# Records for processing

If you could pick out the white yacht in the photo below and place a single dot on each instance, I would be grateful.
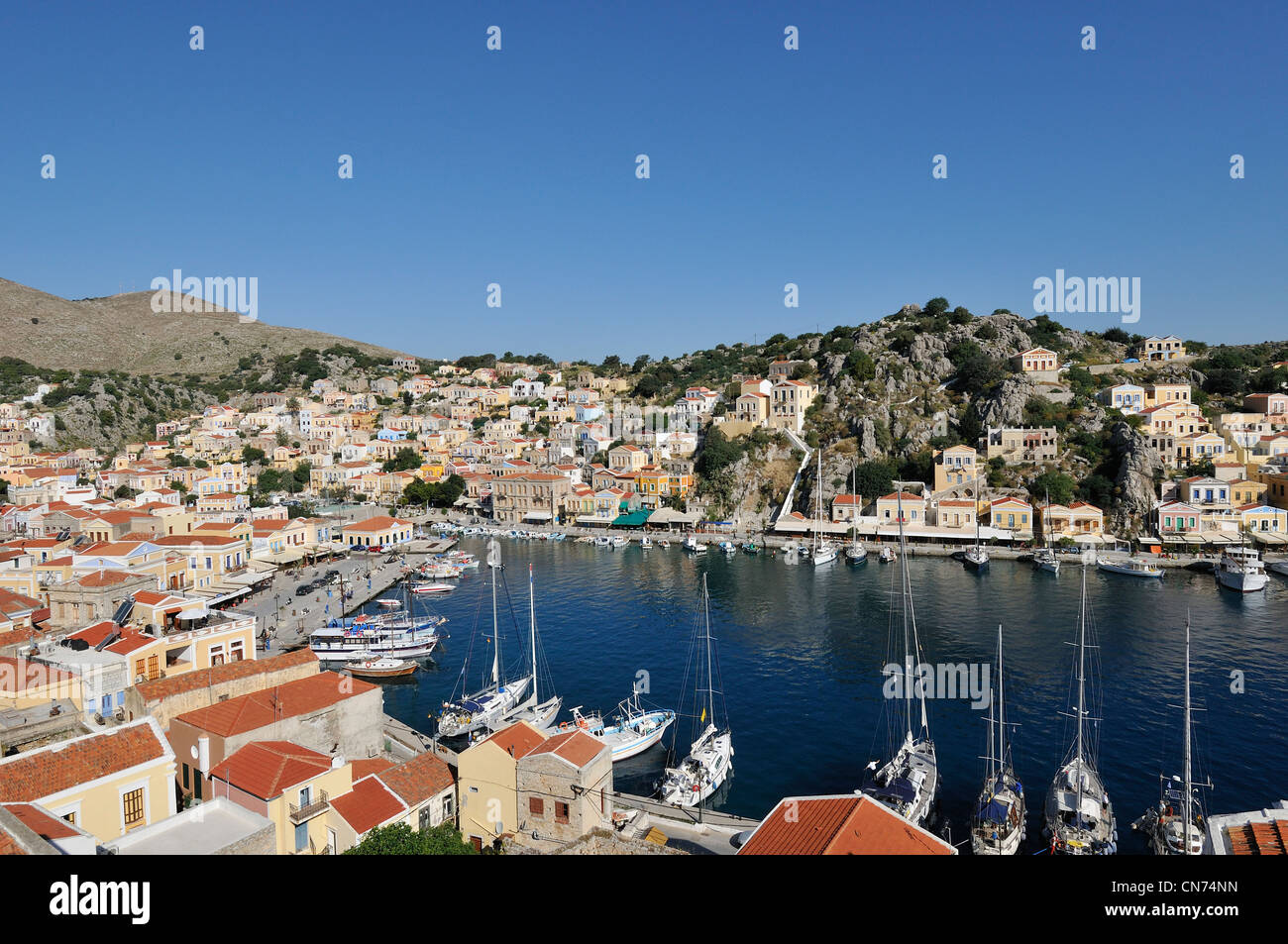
(709, 759)
(1240, 569)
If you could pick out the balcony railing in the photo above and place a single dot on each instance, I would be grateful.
(321, 803)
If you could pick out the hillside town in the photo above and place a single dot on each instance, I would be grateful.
(147, 703)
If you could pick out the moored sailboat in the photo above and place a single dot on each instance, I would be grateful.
(709, 759)
(1176, 826)
(997, 827)
(909, 784)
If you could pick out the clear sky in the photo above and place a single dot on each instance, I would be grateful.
(767, 166)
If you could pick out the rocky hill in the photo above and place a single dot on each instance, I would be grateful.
(121, 333)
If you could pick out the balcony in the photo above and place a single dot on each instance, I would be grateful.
(300, 814)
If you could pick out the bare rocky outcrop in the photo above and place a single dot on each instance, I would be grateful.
(1133, 488)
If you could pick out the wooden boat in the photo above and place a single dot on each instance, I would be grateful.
(380, 668)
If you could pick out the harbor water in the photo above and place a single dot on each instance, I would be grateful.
(802, 652)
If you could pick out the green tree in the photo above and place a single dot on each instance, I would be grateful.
(400, 839)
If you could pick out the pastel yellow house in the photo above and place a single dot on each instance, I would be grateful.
(106, 784)
(290, 786)
(25, 684)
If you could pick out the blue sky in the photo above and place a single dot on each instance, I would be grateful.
(768, 166)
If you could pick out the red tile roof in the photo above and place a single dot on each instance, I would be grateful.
(261, 708)
(268, 768)
(417, 780)
(576, 747)
(368, 805)
(35, 775)
(516, 739)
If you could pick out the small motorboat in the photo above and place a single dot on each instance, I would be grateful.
(1131, 567)
(378, 668)
(421, 588)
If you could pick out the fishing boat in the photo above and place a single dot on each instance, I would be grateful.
(1240, 570)
(1131, 567)
(381, 668)
(496, 700)
(630, 732)
(1080, 819)
(997, 827)
(909, 784)
(977, 556)
(822, 552)
(709, 759)
(1176, 826)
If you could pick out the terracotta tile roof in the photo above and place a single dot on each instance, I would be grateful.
(42, 822)
(1258, 839)
(840, 826)
(365, 767)
(267, 768)
(516, 739)
(368, 805)
(35, 775)
(576, 747)
(417, 780)
(189, 682)
(259, 708)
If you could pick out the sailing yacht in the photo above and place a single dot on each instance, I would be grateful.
(823, 552)
(1175, 827)
(497, 700)
(709, 760)
(909, 784)
(855, 553)
(1080, 819)
(997, 827)
(539, 713)
(977, 558)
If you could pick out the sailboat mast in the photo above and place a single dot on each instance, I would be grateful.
(1189, 788)
(496, 629)
(1001, 704)
(706, 616)
(532, 625)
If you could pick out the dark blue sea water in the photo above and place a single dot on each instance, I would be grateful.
(802, 652)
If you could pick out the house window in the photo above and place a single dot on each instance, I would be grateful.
(132, 805)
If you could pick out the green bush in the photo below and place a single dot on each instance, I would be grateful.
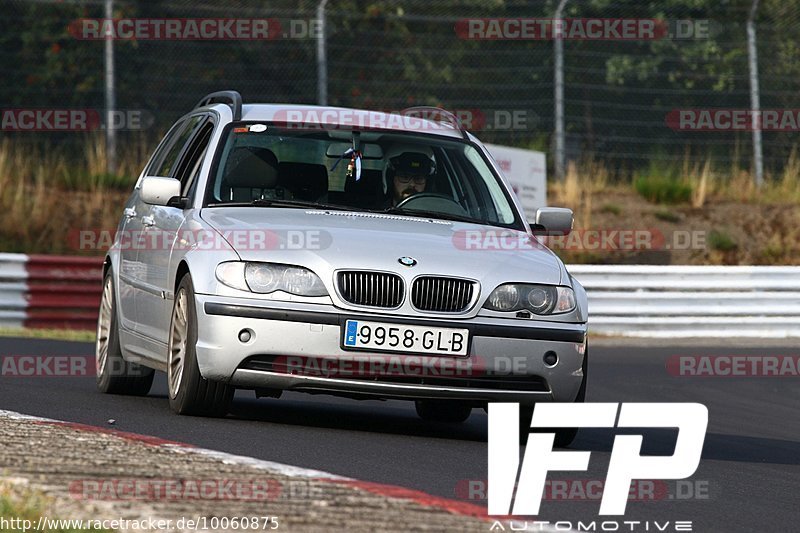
(719, 240)
(663, 189)
(668, 216)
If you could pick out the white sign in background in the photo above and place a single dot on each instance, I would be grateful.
(525, 170)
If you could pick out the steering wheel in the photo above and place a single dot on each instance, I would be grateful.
(432, 201)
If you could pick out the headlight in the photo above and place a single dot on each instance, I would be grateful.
(538, 299)
(504, 298)
(265, 278)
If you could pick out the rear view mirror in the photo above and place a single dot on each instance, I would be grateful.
(156, 190)
(368, 150)
(553, 221)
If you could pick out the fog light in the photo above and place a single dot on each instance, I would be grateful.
(245, 335)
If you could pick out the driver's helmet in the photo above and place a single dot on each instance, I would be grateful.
(407, 159)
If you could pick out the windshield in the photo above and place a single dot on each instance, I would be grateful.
(264, 166)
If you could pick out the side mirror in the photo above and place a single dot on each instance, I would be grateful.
(553, 221)
(158, 191)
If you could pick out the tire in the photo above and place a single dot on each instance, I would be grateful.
(564, 436)
(190, 393)
(443, 411)
(115, 375)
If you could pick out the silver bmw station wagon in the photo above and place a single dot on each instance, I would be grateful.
(336, 251)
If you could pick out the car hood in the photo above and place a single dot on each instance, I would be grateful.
(332, 240)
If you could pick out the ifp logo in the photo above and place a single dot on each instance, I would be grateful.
(626, 463)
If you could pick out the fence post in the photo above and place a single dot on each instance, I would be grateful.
(111, 135)
(322, 56)
(558, 51)
(755, 104)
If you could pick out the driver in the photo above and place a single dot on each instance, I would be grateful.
(407, 173)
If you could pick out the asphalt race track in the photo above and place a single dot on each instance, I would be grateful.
(747, 480)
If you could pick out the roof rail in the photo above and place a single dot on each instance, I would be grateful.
(429, 112)
(232, 98)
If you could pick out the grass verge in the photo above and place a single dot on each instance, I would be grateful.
(21, 510)
(55, 334)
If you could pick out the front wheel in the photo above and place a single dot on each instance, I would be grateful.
(189, 392)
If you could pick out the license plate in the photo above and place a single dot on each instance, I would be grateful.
(405, 338)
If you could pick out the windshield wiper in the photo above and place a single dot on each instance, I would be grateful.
(277, 202)
(432, 214)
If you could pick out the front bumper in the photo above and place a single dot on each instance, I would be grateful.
(502, 354)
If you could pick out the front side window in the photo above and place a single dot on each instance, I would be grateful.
(399, 173)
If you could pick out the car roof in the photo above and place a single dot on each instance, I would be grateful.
(347, 118)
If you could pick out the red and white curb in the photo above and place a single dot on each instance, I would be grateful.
(387, 491)
(44, 291)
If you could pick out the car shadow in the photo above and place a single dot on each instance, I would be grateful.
(392, 418)
(396, 419)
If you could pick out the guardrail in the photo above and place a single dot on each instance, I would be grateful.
(692, 301)
(628, 300)
(42, 291)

# Work to complete
Rewrite the entire listing above, replacing every occurrence of "place a single dot" with "mark one point" and leaving all other text unchanged. Omit the pictures from your output.

# Answer to the task
If you could pick out the white yacht in the photo below and mark one point on each instance, I would be grateful.
(709, 759)
(1240, 569)
If you could pick out the balcony railing in the photo above and mark one point on each instance, I would be grateful.
(321, 803)
If you could pick out the hillside town in the photo above and mark one point on each instance, I would be grateful.
(147, 703)
If you could pick out the moored sailboat in the photo above and mark one point on each instance, I would be grateful.
(709, 759)
(1176, 826)
(997, 827)
(909, 784)
If you could pick out the clear sky in the photo above and mark one point on each instance, I would be grateful.
(767, 166)
If you could pick out the rocky hill in the photo above and mark one point on each instance, I would be grateful.
(121, 333)
If you could pick out the balcony in the photo above and mark one point on each instance, I would be grateful.
(300, 814)
If you could pick out the bare rocky outcrop in the photo above and mark one point on each instance, I would be grateful.
(1133, 488)
If you could pick out the wooden boat in the photo above and mark one point on each instance, I would be grateful.
(380, 668)
If you could pick out the harbor water in the photo above and mark one point on each instance, I would be grateful.
(802, 652)
If you could pick out the green tree in the photo above and mark one point on each instance, I would be grateful.
(400, 839)
If you could pick out the pastel yellow house in the photo above and mark one point on each instance, I would be grateful.
(106, 784)
(290, 786)
(25, 684)
If you could pick out the blue sky in the photo above and mark one point on each instance, I would be grateful.
(768, 166)
If you could pick out the red tile roof in the photo above and mark one point on each instance, I would be grateful.
(261, 708)
(268, 768)
(417, 780)
(576, 747)
(368, 805)
(35, 775)
(516, 739)
If you could pick out the small motorboat in the photo above and mark one point on each instance, I would be grateful.
(1131, 567)
(378, 668)
(421, 588)
If you could pick out the fishing boat in the photo above and mark one point on each instance, I would be grateful.
(1240, 570)
(1131, 567)
(381, 668)
(496, 700)
(630, 732)
(1080, 819)
(997, 827)
(909, 784)
(977, 556)
(822, 552)
(709, 759)
(1176, 826)
If you could pick out the terracotta tile roof in the photo above and mark one point on each instance, I would be grateful.
(42, 822)
(1258, 839)
(840, 826)
(365, 767)
(267, 768)
(516, 739)
(368, 805)
(35, 775)
(576, 747)
(417, 780)
(189, 682)
(259, 708)
If you could pick out the sailing yacht in the photo above and mark one point on each instance, I would be grateful.
(823, 552)
(1175, 827)
(497, 700)
(709, 760)
(909, 784)
(855, 553)
(1080, 819)
(997, 827)
(539, 713)
(977, 558)
If you could pick out the sailboat mast in the photo above and mark one point on each instance, I would be grateful.
(1189, 788)
(496, 629)
(1001, 704)
(706, 616)
(532, 625)
If you could pick out the dark blue sea water in the photo above and mark one point on each instance, I would be grateful.
(802, 652)
If you could pick out the house window in the photo above and mark one point on each instance, I would be grateful.
(132, 805)
If you could pick out the green bush in the photo below and mark one point on each instance, I would be grateful.
(719, 240)
(663, 189)
(668, 216)
If you could pick out the white sign in background in the photo above and mark one point on each instance, I would be grateful.
(525, 170)
If you could pick out the steering wheel in the photo above and mark one point on each instance, I would be grateful.
(432, 201)
If you could pick out the headlight in the photo above and mark one point on each instance, I would be grateful.
(538, 299)
(504, 298)
(265, 278)
If you could pick out the rear view mirror in the photo above and mark one point on each instance, I would be grateful.
(156, 190)
(368, 150)
(553, 221)
If you could pick out the fog light in the photo above and mark one point on each instance, I would be grateful.
(245, 335)
If you could pick out the driver's helmet in the photo above and mark one point on each instance, I would be grateful.
(407, 159)
If you could pick out the windshield in the photo above and mark one point on each instance, I would be grateful.
(264, 166)
If you could pick out the side mirror in the photo above and mark one point on each instance, I would be grateful.
(553, 221)
(158, 191)
If you could pick out the tire in the photo above and mark one point on each instance, I would be grateful.
(564, 436)
(190, 393)
(443, 411)
(115, 375)
If you could pick out the silver bmw station wagon in the photo above and mark one point on each instance, I would be grateful.
(336, 251)
If you could pick out the car hood in the photo above and mark one point on each instance, I would be grateful.
(332, 240)
If you could pick out the ifp logo in the photo above and mark one point on each instance, I would be grateful.
(626, 463)
If you could pick out the fence post in the photo above and mark one point on each instance, I would be grateful.
(111, 135)
(322, 56)
(558, 51)
(755, 104)
If you could pick out the driver in the photo above and mark one point on each instance, I would be grateful.
(407, 173)
If you could pick out the asphalt race track in the photo above and mark one point on each instance, I would be grateful.
(747, 480)
If you could pick out the roof rail in the photo above and mark one point on each instance, I would be grateful.
(429, 112)
(232, 98)
If you could pick out the grass verge in the photo above and mark one point on each instance, I would be grateful.
(21, 510)
(55, 334)
If you could pick out the front wheel in the photo above and mark one point on each instance, I would be grateful.
(189, 392)
If you could pick out the license plate in the photo above and mark one point on each instance, I would be grateful.
(405, 338)
If you could pick out the windshield wiper in the photo above and mark one point on each instance, I would be grateful.
(277, 202)
(432, 214)
If you could pick out the front bumper in the photo above and mark one point on each instance, I would be grateful.
(502, 354)
If you could pick out the front side window in the photo above and mark one point on each instance, I would be grateful.
(399, 173)
If you could pick out the car roof in the photo above and mark one point on each instance, I would be grateful.
(347, 118)
If you could pick out the red and white curb in the photo above and mark one point on each instance, I would be grateful.
(387, 491)
(44, 291)
If you could pick out the car shadow in the photo above and mark one point on each instance, I would be grateful.
(392, 418)
(396, 419)
If you could pick out the guardrail in the photo above and mark one point on each instance, I would be grateful.
(692, 301)
(628, 300)
(42, 291)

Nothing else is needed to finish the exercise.